===== Task inputs

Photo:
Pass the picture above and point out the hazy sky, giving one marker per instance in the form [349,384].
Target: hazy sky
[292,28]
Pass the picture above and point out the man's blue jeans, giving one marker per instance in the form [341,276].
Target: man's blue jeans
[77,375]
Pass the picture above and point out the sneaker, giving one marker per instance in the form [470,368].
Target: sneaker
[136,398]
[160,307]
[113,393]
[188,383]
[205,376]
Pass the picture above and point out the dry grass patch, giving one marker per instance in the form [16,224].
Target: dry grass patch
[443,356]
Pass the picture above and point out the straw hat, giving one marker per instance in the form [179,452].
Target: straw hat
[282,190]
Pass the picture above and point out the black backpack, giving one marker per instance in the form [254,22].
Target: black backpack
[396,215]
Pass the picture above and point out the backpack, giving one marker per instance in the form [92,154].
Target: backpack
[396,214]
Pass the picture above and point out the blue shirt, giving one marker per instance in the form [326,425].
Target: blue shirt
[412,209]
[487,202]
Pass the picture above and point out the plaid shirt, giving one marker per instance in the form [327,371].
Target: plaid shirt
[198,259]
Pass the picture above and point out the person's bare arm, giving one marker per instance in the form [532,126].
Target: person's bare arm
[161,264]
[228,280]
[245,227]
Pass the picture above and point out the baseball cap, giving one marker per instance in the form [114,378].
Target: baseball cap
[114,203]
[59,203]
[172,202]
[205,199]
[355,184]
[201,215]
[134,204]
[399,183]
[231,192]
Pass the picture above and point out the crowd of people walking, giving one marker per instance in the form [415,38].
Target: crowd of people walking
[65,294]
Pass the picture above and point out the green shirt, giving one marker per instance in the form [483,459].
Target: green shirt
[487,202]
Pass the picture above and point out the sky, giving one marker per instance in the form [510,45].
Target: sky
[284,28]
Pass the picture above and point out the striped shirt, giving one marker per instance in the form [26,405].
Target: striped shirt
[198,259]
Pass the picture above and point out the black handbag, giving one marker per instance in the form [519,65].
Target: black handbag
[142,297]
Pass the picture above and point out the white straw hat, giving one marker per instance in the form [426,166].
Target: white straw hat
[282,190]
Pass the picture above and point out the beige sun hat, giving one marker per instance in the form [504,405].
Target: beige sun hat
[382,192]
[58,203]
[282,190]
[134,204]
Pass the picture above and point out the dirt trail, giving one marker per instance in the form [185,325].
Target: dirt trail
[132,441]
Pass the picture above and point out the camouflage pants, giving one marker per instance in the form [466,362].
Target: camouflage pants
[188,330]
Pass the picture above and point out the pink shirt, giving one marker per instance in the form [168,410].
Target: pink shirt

==========

*Instructions for the task:* Copy the lines word for word, starting at the line that contains "Pass the picture above and point out the camouflage" and ending at the final line.

*Full answer:*
Pass the picture above and point out the camouflage pants, giving one marker per instance in the form [466,362].
Target: camouflage pants
[188,330]
Pass the picture above and point out the pink shirt, giving one marker per instance in the form [168,410].
Target: pink shirt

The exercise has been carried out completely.